Your goal
Display every line of the material below that contains the word "concrete", treating uppercase and lowercase letters as distinct.

— Start of Data shown —

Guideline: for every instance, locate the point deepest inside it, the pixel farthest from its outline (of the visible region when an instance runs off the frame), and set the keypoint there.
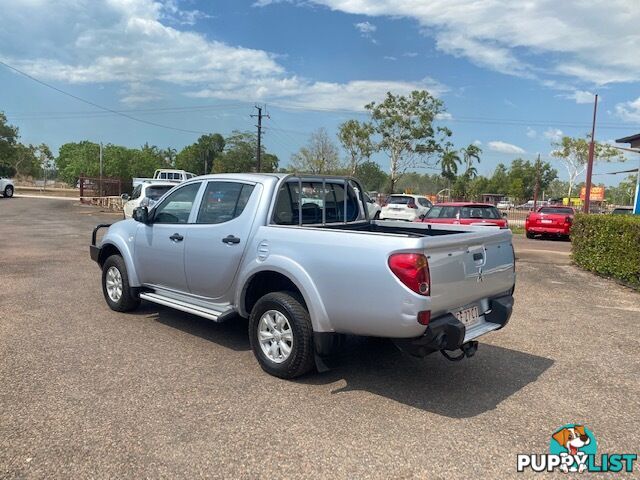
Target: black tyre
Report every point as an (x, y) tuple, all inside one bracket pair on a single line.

— End of Data shown —
— Start of Data shown —

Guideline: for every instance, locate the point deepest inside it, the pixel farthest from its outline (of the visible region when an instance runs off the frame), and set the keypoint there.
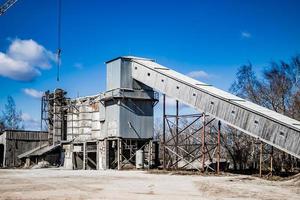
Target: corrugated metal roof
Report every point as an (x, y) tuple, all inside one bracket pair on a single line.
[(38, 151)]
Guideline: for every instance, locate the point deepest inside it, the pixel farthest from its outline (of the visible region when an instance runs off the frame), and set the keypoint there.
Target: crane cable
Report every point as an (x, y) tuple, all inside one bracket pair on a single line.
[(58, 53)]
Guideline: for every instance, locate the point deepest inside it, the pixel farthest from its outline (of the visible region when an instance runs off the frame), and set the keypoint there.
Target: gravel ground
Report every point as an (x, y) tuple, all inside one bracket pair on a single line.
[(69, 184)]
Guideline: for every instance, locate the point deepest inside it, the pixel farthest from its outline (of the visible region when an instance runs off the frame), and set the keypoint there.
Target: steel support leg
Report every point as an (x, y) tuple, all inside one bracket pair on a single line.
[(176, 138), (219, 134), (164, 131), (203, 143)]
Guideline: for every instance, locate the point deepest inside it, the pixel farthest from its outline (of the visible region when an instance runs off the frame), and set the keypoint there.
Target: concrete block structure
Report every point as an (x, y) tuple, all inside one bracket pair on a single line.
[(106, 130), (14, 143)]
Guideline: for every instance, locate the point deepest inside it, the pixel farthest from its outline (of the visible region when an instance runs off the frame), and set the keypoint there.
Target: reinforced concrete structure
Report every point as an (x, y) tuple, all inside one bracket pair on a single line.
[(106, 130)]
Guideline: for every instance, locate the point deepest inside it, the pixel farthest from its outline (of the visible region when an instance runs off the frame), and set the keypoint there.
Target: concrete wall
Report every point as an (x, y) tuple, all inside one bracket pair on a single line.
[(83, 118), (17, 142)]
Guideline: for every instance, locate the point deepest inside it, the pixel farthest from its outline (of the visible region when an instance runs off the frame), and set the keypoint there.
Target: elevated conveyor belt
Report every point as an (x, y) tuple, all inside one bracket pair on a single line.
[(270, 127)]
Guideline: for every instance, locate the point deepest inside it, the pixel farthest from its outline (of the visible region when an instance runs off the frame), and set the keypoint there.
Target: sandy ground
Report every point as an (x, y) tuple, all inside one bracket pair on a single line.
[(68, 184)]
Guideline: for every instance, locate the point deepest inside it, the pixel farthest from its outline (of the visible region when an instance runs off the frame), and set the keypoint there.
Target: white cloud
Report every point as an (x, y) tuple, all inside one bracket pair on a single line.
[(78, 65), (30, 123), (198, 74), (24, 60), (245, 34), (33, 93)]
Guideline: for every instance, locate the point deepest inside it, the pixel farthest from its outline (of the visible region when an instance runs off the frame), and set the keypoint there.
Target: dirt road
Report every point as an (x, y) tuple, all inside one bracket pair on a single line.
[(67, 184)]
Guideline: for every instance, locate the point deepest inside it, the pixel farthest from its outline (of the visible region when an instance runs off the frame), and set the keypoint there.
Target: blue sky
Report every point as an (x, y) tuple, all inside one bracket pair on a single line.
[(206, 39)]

— End of Data shown —

Answer for this exercise
Target: concrete block structure
Target: reinforced concrete structure
Target: concrete wall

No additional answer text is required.